At the next level of the hierarchy are the factors. The proposed factor structure and classification of indicators are shown in

Table 1. Factors and indicators.

Factors	Indicators	References
Environment (E)	(E1) Level of legal procedures implemented	[32,36,37,38,39]
	(E2) Number of external funds for OHS system improvement
	(E3) Level of networking with related companies in communities of practice
	(E4) Frequency of coordinating activities with contractors
	(E5) Level of implementation of standards and recommendations
	(E6) Frequency of following technological solutions for OHS system improvement
	(E7) Frequency of accessing external OHS data sources
Technology (T)	(T1) Probability of failure (reliability)	[34,35,40,41]
	(T2) Failure frequency (intensity)
	(T3) Assessment and quantification of accidents
	(T4) Number and assessment of incidents
	(T5) Availability
	(T6) Maintenance rate
	(T7) Maintenance costs
	(T8) Criteria for selecting the safety level
	(T9) Mean time between repair or failure
Organisation (O)	(O1) Analysis of the results of external OHS controls	[34,42,43,44,45]
	(O2) Effectiveness of OHS resource management
	(O3) Evaluation of the effects of OHS training (success and retention)
	(O4) Number (percentage) of higher-risk work activities
	(O5) Causes and consequences of adverse events and stressful situations
	(O6) Average number of working hours of OHS training
	(O7) Average years of service (work experience)
	(O8) Number of employees trained in first aid
	(O9) Workplace safety assessment (higher-risk activities)

> _SHORT TASK 1_: Reproduce the factors and indicators table from "(O4) Number (percentage)" up to and including "assessment (higher-risk activities)".
> _SHORT TASK 2_: Name every factor in the factors and indicators table, with its letter code.

Examples for point labeling:
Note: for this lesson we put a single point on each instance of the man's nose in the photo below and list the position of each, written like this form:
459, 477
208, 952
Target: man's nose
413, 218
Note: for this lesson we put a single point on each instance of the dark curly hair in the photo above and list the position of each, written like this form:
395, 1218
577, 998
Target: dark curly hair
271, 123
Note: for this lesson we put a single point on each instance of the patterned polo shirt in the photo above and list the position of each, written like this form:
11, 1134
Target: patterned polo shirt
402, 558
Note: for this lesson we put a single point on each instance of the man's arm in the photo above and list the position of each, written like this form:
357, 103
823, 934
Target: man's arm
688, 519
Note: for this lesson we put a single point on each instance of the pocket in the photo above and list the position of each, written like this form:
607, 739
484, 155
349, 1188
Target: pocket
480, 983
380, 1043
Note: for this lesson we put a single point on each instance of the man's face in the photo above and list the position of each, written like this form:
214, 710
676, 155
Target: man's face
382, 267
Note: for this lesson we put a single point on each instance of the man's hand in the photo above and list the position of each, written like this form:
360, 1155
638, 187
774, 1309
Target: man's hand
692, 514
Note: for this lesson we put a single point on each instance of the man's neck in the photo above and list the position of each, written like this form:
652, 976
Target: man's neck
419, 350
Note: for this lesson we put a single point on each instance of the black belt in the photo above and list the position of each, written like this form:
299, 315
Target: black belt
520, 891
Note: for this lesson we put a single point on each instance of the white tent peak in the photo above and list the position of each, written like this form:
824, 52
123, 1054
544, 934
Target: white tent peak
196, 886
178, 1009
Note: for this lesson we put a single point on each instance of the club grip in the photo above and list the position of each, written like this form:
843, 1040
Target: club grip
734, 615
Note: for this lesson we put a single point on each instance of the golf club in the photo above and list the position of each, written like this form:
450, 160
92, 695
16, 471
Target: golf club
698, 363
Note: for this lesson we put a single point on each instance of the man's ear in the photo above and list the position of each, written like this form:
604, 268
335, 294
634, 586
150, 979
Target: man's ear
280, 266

> _WRITTEN REPLY 1_:
(O4) Number (percentage) of higher-risk work activities
	(O5) Causes and consequences of adverse events and stressful situations
	(O6) Average number of working hours of OHS training
	(O7) Average years of service (work experience)
	(O8) Number of employees trained in first aid
	(O9) Workplace safety assessment (higher-risk activities)

> _WRITTEN REPLY 2_:
Environment (E)
Technology (T)
Organisation (O)